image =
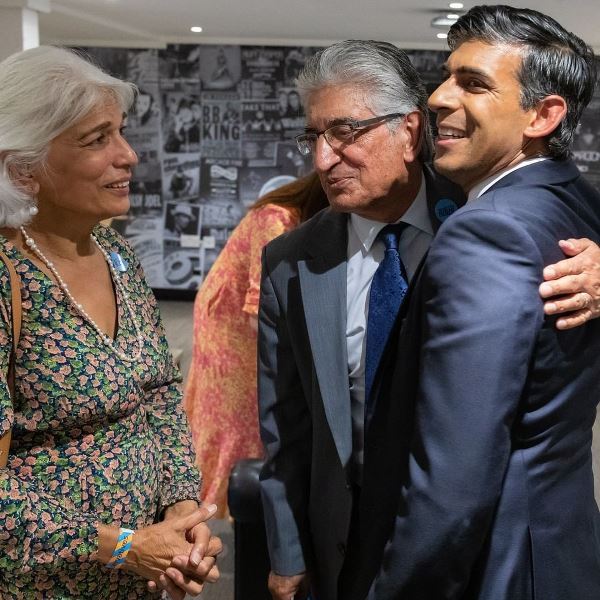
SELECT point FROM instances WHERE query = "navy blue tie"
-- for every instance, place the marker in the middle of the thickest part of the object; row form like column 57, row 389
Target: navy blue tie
column 388, row 289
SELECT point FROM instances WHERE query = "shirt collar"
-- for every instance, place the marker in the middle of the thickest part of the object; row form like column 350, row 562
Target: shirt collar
column 486, row 184
column 417, row 215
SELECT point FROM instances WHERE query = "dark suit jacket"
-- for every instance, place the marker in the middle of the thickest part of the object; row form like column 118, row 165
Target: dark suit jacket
column 304, row 396
column 478, row 456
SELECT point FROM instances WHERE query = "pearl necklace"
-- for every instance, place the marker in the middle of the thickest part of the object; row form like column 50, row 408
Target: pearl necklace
column 30, row 242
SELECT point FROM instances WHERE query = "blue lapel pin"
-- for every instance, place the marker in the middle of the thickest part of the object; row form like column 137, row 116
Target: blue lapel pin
column 118, row 262
column 444, row 208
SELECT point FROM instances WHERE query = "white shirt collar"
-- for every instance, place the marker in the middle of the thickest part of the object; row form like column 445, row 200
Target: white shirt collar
column 486, row 184
column 417, row 215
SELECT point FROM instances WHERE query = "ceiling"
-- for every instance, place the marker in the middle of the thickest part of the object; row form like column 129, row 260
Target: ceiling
column 154, row 23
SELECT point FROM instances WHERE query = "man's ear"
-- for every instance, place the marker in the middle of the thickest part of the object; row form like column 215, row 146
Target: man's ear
column 546, row 117
column 414, row 135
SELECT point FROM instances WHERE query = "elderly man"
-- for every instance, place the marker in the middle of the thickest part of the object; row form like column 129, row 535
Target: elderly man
column 323, row 324
column 478, row 471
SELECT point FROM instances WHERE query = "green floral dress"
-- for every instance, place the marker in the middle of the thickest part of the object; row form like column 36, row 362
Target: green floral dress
column 95, row 439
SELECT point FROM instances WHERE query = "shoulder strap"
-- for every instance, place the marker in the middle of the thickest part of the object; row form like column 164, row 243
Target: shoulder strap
column 15, row 299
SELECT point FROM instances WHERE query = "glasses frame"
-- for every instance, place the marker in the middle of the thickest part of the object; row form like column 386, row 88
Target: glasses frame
column 307, row 141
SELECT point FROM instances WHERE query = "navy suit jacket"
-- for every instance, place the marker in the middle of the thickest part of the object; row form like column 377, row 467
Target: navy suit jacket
column 304, row 396
column 478, row 471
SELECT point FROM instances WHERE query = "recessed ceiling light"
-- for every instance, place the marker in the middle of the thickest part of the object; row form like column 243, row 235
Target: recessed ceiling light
column 442, row 22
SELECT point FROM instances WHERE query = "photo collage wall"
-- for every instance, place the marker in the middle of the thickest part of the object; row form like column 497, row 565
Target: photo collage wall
column 214, row 127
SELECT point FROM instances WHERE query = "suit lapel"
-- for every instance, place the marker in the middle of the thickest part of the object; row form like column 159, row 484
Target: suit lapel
column 443, row 197
column 323, row 287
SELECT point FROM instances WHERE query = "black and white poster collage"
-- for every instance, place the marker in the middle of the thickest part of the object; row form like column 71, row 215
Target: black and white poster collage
column 214, row 127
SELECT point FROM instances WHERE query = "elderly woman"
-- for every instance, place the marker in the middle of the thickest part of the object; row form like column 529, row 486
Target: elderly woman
column 100, row 459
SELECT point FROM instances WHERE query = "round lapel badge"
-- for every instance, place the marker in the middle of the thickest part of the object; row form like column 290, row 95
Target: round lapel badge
column 444, row 208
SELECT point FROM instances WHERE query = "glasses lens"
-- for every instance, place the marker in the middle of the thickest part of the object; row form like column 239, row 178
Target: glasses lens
column 339, row 135
column 305, row 143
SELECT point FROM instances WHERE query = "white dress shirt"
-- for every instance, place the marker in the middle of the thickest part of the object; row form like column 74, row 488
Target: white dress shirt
column 364, row 255
column 486, row 184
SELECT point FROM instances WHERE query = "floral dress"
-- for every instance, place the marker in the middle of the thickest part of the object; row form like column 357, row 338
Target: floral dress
column 96, row 439
column 220, row 394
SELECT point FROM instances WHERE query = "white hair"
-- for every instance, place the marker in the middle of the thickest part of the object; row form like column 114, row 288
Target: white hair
column 379, row 69
column 43, row 92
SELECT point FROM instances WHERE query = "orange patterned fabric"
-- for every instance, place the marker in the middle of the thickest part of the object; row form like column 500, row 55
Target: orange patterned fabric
column 220, row 394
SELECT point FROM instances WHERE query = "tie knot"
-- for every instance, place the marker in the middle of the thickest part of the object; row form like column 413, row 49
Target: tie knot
column 390, row 235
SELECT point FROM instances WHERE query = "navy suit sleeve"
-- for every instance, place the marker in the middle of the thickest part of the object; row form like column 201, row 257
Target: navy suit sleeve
column 286, row 433
column 481, row 314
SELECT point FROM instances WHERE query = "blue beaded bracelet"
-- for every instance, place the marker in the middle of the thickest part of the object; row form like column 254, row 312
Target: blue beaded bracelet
column 121, row 549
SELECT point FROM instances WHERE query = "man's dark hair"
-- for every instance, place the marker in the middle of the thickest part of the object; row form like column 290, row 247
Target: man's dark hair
column 555, row 61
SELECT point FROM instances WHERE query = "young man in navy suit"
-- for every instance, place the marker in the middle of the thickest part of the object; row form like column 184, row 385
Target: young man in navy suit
column 366, row 129
column 478, row 470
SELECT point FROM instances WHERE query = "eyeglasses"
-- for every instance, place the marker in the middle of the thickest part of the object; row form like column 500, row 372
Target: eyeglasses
column 339, row 135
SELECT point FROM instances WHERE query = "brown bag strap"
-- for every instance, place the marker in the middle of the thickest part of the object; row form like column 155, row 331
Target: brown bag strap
column 15, row 300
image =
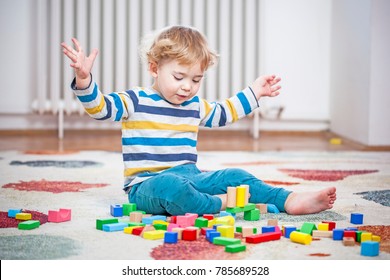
▬▬▬
**Description of the task**
Each line from the one holding "Target: man's dark hair" through the end of the listing is to be output exactly, both ends included, with no other lines and the pictures left out.

**Response below**
Target: man's dark hair
column 555, row 61
SELECT point FROM instances WHERE query = "young man in navy suit"
-- for every instance, place the marker in the middle of the thickest part of the object; row form like column 184, row 385
Target: young man in navy suit
column 366, row 129
column 478, row 470
SELECT point FROM instances WHERE query = "eyeglasses"
-- for every instance, place the marker in the middle of the thickest part of the object; row form like column 500, row 372
Target: eyeglasses
column 339, row 135
SELECT point FROM instances WHERE query = "brown bag strap"
-- for every instance, place the marker in the middle of the thickest part of the object; row form like column 155, row 331
Target: brown bag strap
column 15, row 300
image =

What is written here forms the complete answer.